■ **PROBLEM 1**
According to the article on East Los Angeles baseball, what were all the political uses of baseball fields?
■ **PROBLEM 2**
Reproduce everything in the article on East Los Angeles baseball from "The book’s photos" down to "interestingly, short anecdotes.".
-------- SOURCE EXTRACT --------
Rescued from history: The baseball teams of East Los Angeles
If you spend enough time getting to know a city, you’ll notice official and unofficial monuments of its history.
On rare occasions, you might catch sight of grown men in crisp white and sky-blue uniforms kicking up clouds of dust at the diamond on 4th Street and Evergreen Avenue. This is part of the lesser known piece of Los Angeles history captured in “Mexican American Baseball in East Los Angeles.”
The book’s photos and stories are drawn from the Latino Baseball History Project archive, permanently housed in the CSU San Bernardino library. This book is part of a series by Arcadia Publishing that enables authors to turn personal snapshots, historical photos and archive materials into paperback books with a regional emphasis.
In “Mexican American Baseball in East Los Angeles,” chapters are framed with brief historical passages explaining relevant local and national events from 1917 to 2016. Each photo is accompanied by a caption that might be as simple as a list of names or, more interestingly, short anecdotes.
Photos of Manuel “Shorty” Pérez from the 1930s to ’80s show how baseball connected a diverse immigrant and first-generation enclave, which later became predominately Mexican American, to America while also fostering community pride in turbulent times.
In his youth, Pérez played for the Elysian Park team in the Chavez Ravine — the neighborhood where family homes were demolished to make way for the construction of Dodger Stadium. He went on to manage several teams, including a team nicknamed Los Chorizeros (the sausage makers) that won 19 city championships in the span of 30 years.
The team was sponsored by the Carmelita Provision Co., a local market that carried pig’s feet, chicharrones and chorizo. You can still see the baseball influence in the company’s logo, a personified pig carrying a bat and wearing a baseball uniform (he looks a little like Winnie the Pooh).
Many of the Los Chorizeros players were part of labor and civil rights organizations. Since the team drew large crowds, baseball fields became a political space used for voter registration, citizenship drives, collecting donations for discrimination lawsuits, and informing fans of protests against businesses that did not hire or serve Mexican Americans.
In the last photo featured of Pérez, one of the onlookers carries an American flag as he steps up to the plate with bat in hand and a black patch strapped to his left eye. The caption reads, “Nearly every outstanding player from East Los Angeles played for Shorty and in the Mike Brito League. Willie Davis, a former Dodger from Roosevelt, played for Shorty. In fact, Davis was signed by Dodgers scout Kenny Meyers at Evergreen Park around 1960.”
-------- ITEMS --------
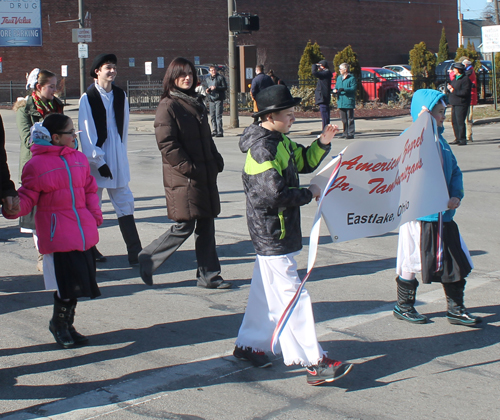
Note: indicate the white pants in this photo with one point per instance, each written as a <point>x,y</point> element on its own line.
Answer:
<point>121,198</point>
<point>274,282</point>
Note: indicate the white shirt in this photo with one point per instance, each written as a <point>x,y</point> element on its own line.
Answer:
<point>113,151</point>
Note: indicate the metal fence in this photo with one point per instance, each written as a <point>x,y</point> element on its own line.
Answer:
<point>10,91</point>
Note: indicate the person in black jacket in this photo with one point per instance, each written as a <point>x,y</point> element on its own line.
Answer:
<point>323,91</point>
<point>215,87</point>
<point>459,98</point>
<point>8,192</point>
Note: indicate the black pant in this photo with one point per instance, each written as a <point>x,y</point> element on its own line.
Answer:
<point>325,114</point>
<point>347,117</point>
<point>459,114</point>
<point>206,254</point>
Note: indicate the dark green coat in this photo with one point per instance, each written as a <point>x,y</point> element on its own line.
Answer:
<point>347,98</point>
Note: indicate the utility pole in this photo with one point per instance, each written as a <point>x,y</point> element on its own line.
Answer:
<point>460,18</point>
<point>233,83</point>
<point>81,24</point>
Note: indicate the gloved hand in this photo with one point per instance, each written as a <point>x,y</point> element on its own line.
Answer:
<point>105,172</point>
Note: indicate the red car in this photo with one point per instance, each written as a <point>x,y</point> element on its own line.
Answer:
<point>379,84</point>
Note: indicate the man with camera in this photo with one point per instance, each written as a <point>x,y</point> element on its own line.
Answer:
<point>215,87</point>
<point>345,89</point>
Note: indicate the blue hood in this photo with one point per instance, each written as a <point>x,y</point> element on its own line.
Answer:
<point>425,97</point>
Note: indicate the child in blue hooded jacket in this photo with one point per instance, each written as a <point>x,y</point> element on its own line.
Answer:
<point>418,245</point>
--------
■ **OUTPUT 1**
- Voter registration
- Citizenship drives
- Collecting donations for discrimination lawsuits
- Informing fans of protests against businesses that did not hire or serve Mexican Americans

■ **OUTPUT 2**
The book’s photos and stories are drawn from the Latino Baseball History Project archive, permanently housed in the CSU San Bernardino library. This book is part of a series by Arcadia Publishing that enables authors to turn personal snapshots, historical photos and archive materials into paperback books with a regional emphasis.
In “Mexican American Baseball in East Los Angeles,” chapters are framed with brief historical passages explaining relevant local and national events from 1917 to 2016. Each photo is accompanied by a caption that might be as simple as a list of names or, more interestingly, short anecdotes.